● What is required
Recast the listing as a numbered list from its first line up to and including the line containing "217L89 206L88 200L91", omitting any blank lines.
--- Start of Rows ---
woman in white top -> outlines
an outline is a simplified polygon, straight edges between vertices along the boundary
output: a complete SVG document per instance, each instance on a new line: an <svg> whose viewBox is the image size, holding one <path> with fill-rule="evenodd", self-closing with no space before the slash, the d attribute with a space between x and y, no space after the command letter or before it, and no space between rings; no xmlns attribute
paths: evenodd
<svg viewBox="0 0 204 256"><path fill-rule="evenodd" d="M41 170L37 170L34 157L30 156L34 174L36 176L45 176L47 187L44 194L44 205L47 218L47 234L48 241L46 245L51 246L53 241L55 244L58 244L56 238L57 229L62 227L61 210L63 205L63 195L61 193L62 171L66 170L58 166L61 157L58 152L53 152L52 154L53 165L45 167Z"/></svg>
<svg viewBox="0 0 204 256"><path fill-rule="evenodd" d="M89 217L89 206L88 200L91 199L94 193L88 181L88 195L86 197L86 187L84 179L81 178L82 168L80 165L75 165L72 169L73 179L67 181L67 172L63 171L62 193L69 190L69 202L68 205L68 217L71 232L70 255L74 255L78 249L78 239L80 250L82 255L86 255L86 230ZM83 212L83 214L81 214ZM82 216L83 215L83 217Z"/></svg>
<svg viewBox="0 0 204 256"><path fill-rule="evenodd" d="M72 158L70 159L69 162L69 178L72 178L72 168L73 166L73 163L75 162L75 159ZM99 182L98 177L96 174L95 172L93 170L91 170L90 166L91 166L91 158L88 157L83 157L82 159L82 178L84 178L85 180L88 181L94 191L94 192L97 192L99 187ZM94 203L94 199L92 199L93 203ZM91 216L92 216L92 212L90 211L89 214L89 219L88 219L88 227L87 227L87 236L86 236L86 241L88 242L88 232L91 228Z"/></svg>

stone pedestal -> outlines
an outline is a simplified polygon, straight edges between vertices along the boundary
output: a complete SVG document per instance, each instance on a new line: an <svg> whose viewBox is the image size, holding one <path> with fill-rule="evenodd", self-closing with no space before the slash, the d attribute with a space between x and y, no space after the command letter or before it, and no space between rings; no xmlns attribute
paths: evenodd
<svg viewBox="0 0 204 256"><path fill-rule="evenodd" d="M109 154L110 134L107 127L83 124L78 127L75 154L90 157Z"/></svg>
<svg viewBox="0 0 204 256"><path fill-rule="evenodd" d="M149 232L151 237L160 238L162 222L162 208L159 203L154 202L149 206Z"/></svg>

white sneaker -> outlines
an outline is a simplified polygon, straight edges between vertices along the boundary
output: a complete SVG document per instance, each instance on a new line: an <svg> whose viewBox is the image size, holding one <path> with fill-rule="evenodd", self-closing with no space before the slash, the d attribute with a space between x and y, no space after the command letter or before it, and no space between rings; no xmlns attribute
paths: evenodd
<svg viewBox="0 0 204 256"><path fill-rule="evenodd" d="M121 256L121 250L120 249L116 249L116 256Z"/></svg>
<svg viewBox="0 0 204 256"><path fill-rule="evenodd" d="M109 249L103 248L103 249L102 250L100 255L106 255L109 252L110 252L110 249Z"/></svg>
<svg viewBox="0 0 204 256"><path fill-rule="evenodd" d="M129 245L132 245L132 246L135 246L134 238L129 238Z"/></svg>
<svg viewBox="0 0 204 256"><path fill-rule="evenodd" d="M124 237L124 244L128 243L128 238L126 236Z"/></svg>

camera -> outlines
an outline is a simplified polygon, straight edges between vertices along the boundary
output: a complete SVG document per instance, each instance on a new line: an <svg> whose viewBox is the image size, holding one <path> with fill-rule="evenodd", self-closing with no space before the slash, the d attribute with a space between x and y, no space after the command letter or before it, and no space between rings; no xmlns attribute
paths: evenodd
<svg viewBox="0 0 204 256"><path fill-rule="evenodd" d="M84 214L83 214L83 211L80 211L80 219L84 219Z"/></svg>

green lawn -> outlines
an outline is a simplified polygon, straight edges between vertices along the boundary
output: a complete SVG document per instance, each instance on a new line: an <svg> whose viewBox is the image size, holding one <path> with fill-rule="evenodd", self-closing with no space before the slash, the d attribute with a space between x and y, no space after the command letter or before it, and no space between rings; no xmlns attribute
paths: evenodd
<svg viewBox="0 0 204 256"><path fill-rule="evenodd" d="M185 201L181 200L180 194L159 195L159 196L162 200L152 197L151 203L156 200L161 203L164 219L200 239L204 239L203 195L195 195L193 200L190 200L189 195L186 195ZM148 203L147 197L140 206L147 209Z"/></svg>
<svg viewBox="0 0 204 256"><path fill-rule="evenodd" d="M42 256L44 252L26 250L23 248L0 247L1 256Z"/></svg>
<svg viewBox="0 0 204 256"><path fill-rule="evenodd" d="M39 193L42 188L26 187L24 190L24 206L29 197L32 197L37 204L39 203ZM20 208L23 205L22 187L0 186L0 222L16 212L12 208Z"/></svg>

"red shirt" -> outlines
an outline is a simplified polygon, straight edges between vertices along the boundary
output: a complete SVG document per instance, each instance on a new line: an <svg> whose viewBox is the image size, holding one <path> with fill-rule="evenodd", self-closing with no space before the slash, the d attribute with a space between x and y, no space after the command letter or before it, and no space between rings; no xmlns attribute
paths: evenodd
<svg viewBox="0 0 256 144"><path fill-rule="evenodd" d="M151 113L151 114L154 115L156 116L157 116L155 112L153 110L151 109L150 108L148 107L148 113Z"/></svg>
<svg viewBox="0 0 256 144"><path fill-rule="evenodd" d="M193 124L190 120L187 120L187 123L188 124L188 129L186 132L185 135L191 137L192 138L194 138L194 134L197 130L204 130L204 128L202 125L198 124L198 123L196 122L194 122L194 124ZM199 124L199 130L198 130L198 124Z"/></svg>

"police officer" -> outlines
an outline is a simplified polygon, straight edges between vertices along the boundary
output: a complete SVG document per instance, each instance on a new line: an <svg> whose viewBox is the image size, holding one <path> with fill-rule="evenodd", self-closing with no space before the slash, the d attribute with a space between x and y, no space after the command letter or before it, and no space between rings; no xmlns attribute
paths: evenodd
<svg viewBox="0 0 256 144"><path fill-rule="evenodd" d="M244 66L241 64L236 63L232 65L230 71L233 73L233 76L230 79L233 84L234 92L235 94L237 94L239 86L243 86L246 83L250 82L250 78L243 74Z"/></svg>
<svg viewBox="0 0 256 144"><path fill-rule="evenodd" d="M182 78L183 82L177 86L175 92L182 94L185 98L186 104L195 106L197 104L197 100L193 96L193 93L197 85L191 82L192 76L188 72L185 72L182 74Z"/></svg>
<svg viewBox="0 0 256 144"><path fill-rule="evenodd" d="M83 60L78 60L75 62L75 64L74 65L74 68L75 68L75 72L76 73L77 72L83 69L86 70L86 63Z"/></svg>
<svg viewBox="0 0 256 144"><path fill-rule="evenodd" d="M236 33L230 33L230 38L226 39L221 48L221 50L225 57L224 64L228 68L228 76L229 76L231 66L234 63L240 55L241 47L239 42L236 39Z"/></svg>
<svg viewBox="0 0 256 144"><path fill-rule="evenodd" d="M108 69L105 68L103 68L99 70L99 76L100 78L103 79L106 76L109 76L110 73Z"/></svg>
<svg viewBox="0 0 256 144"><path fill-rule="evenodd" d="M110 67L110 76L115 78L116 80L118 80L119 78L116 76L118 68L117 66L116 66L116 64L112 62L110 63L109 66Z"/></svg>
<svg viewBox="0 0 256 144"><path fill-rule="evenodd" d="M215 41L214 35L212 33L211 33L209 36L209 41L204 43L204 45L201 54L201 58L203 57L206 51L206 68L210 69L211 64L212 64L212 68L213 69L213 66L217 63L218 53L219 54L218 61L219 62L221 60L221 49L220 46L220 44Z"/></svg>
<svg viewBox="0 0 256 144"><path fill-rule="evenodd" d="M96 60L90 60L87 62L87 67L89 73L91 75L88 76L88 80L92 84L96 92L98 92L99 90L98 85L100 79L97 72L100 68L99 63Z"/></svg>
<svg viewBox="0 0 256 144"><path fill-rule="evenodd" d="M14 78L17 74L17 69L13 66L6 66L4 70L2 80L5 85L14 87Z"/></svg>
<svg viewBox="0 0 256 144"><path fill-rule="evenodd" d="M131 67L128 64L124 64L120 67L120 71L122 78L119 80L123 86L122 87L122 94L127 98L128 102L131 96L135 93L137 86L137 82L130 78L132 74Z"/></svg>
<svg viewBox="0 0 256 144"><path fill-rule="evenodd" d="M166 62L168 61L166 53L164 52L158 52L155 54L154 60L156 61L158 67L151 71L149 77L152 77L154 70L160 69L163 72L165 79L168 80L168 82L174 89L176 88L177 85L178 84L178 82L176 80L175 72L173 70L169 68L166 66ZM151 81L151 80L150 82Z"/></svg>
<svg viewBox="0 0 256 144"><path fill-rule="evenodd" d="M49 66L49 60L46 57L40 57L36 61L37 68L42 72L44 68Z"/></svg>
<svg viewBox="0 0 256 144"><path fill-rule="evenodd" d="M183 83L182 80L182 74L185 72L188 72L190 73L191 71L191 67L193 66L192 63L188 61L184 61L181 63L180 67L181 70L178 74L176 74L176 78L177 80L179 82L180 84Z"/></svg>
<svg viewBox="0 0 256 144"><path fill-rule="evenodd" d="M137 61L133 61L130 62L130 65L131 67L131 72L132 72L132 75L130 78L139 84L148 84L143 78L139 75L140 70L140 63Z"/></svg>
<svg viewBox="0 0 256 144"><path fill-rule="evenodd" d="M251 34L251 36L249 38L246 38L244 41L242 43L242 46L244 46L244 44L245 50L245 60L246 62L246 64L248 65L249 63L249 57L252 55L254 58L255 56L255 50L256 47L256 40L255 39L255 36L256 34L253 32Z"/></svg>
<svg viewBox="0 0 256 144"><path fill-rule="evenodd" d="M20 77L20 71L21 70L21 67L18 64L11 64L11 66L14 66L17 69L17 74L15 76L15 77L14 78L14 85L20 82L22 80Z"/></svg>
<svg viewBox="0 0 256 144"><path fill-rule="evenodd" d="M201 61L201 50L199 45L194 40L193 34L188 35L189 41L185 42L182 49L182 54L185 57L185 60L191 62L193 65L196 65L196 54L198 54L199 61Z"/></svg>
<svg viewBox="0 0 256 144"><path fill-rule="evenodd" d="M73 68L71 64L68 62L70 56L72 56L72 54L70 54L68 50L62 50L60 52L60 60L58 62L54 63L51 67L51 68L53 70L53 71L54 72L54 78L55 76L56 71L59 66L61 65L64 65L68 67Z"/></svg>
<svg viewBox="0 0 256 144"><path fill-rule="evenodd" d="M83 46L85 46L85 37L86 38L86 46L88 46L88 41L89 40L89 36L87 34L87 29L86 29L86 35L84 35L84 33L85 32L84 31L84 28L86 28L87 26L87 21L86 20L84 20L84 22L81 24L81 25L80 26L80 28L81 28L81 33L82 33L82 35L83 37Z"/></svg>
--- End of Rows ---
● Correct result
1. woman in white top -> outlines
2. an outline is a simplified polygon, straight edges between vertices along the boundary
3. output: a complete SVG document per instance, each instance on a new line: an <svg> whose viewBox is the image size, holding one <path> with fill-rule="evenodd", self-closing with no space before the slash, the d attribute with a space between x and y, no space after the command letter or before it, and no space between rings; no xmlns attribute
4. paths: evenodd
5. <svg viewBox="0 0 204 256"><path fill-rule="evenodd" d="M41 170L37 170L34 157L30 156L34 174L36 176L45 176L47 187L44 194L44 205L47 218L47 234L48 241L46 245L51 246L53 241L55 244L58 244L56 238L57 229L62 227L61 210L63 205L63 195L61 193L62 171L66 170L58 166L61 157L58 152L53 152L52 154L53 165L45 167Z"/></svg>
6. <svg viewBox="0 0 204 256"><path fill-rule="evenodd" d="M89 217L89 206L88 200L91 199L94 193L88 181L88 195L86 197L86 187L84 179L81 178L82 168L80 165L75 165L72 169L73 179L67 181L67 172L63 171L62 193L69 190L69 202L68 205L68 217L71 232L70 255L74 255L78 249L78 239L80 250L82 255L86 255L86 230ZM83 212L83 214L81 214ZM82 216L83 215L83 217Z"/></svg>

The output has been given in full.